-- Written exercise --
Turn only the stretch of the entries below that opens with the line containing "[segment] black leggings" and closes with the line containing "100], [141, 66]]" into a numbered list, one line per item, skipping any blank lines.

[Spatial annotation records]
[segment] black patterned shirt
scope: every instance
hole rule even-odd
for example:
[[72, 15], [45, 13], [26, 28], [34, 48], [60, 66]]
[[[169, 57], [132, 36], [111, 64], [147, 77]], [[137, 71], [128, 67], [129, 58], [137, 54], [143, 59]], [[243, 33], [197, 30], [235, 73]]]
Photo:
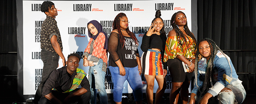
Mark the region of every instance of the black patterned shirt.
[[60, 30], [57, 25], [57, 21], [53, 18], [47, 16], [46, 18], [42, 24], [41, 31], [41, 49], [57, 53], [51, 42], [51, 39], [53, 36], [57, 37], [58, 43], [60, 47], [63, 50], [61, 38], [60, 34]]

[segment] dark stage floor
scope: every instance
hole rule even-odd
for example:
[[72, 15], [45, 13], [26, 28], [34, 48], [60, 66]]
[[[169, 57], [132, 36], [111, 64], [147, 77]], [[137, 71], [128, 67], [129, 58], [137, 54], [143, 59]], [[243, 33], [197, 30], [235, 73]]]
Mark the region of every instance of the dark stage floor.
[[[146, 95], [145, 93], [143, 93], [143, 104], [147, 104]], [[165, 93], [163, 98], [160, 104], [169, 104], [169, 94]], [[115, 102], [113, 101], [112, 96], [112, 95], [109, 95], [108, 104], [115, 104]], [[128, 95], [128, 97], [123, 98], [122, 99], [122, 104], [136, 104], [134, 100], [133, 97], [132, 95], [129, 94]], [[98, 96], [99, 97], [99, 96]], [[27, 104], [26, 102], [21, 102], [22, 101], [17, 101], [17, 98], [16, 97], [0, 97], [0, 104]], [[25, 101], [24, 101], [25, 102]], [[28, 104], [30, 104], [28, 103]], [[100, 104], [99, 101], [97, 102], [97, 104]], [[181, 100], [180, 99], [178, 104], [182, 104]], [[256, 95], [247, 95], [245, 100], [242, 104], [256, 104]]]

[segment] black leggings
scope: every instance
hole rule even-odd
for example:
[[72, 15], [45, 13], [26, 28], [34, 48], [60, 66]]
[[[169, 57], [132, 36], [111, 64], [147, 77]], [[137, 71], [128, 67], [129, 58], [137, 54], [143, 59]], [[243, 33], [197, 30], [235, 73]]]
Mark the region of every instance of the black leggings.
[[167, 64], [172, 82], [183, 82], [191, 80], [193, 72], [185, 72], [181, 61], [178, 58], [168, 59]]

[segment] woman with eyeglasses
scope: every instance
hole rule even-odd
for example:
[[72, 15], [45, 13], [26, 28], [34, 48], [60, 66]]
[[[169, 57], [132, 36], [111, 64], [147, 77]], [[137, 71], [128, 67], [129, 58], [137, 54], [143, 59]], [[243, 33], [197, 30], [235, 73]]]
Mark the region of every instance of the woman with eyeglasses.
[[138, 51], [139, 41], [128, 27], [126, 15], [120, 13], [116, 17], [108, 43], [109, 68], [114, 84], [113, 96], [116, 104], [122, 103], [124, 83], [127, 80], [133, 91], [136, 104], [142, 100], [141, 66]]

---

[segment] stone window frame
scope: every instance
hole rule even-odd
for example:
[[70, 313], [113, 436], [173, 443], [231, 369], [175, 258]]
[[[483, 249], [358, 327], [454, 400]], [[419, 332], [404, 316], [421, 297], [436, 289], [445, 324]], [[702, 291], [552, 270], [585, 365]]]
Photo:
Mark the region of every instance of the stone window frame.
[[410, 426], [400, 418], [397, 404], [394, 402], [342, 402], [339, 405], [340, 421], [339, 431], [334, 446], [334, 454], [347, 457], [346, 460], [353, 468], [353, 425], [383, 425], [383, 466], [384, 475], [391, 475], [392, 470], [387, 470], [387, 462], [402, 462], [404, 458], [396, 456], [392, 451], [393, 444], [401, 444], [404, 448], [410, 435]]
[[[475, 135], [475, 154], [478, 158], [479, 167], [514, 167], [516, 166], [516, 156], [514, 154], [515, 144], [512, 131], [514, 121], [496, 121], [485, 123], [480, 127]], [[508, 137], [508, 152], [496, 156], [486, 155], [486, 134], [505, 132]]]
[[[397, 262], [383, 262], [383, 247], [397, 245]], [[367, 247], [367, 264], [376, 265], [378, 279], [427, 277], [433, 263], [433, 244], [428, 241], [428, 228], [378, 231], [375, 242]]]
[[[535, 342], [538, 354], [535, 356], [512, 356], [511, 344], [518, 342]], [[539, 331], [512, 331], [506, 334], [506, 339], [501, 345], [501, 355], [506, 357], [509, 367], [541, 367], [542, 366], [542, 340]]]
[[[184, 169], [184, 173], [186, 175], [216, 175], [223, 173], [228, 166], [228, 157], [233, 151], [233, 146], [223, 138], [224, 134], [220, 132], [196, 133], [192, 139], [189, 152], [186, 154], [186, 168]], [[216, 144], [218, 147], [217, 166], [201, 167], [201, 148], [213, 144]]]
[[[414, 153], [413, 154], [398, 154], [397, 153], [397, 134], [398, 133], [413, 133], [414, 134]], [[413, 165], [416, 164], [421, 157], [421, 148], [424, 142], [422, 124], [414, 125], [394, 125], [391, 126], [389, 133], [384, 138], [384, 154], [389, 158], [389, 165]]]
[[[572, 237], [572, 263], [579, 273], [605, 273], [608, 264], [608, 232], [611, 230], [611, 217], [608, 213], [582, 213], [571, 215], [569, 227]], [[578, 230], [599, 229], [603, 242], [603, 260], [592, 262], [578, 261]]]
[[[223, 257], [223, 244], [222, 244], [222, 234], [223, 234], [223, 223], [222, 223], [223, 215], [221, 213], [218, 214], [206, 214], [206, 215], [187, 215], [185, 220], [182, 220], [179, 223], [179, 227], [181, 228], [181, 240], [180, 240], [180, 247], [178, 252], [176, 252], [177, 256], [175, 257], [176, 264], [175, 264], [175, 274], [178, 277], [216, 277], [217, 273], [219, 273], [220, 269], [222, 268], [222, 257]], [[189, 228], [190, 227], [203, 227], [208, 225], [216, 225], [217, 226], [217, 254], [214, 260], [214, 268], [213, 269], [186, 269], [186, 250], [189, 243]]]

---

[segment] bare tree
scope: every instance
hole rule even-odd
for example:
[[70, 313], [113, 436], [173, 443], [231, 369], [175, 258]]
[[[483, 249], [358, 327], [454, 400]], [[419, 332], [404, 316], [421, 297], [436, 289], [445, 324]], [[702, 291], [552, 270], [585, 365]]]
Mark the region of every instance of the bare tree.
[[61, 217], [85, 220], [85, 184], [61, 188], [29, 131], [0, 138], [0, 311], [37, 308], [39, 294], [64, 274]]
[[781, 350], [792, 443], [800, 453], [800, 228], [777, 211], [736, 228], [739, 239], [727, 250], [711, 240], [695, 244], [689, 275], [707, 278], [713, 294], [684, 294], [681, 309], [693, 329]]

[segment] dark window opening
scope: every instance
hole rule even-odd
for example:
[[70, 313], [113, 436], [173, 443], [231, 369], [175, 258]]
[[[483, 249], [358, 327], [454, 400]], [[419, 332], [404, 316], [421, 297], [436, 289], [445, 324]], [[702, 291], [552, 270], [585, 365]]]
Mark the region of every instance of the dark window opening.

-- Exercise output --
1. [segment] black leggings
2. scope: every instance
3. hole rule even-odd
4. for example:
5. [[72, 15], [45, 13], [26, 28], [34, 48], [60, 66]]
6. [[[169, 57], [132, 36], [111, 64], [147, 77]], [[137, 71], [128, 67], [129, 58], [137, 54], [143, 59]], [[243, 33], [197, 30], [235, 73]]]
7. Mark the region of every instance of the black leggings.
8. [[167, 64], [172, 82], [183, 82], [191, 80], [193, 72], [185, 72], [181, 61], [178, 58], [168, 59]]
9. [segment] woman with eyeglasses
10. scope: every instance
11. hole rule even-odd
12. for example:
13. [[72, 15], [45, 13], [26, 28], [34, 48], [60, 66]]
14. [[[169, 57], [132, 36], [111, 64], [147, 77]], [[137, 71], [128, 67], [129, 58], [137, 54], [143, 59]], [[243, 33], [197, 30], [235, 73]]]
15. Mark the region of every instance of the woman with eyeglasses.
16. [[138, 51], [139, 41], [128, 27], [126, 15], [120, 13], [116, 17], [108, 43], [109, 68], [114, 84], [113, 96], [116, 104], [122, 103], [124, 83], [127, 80], [133, 91], [136, 104], [142, 100], [141, 66]]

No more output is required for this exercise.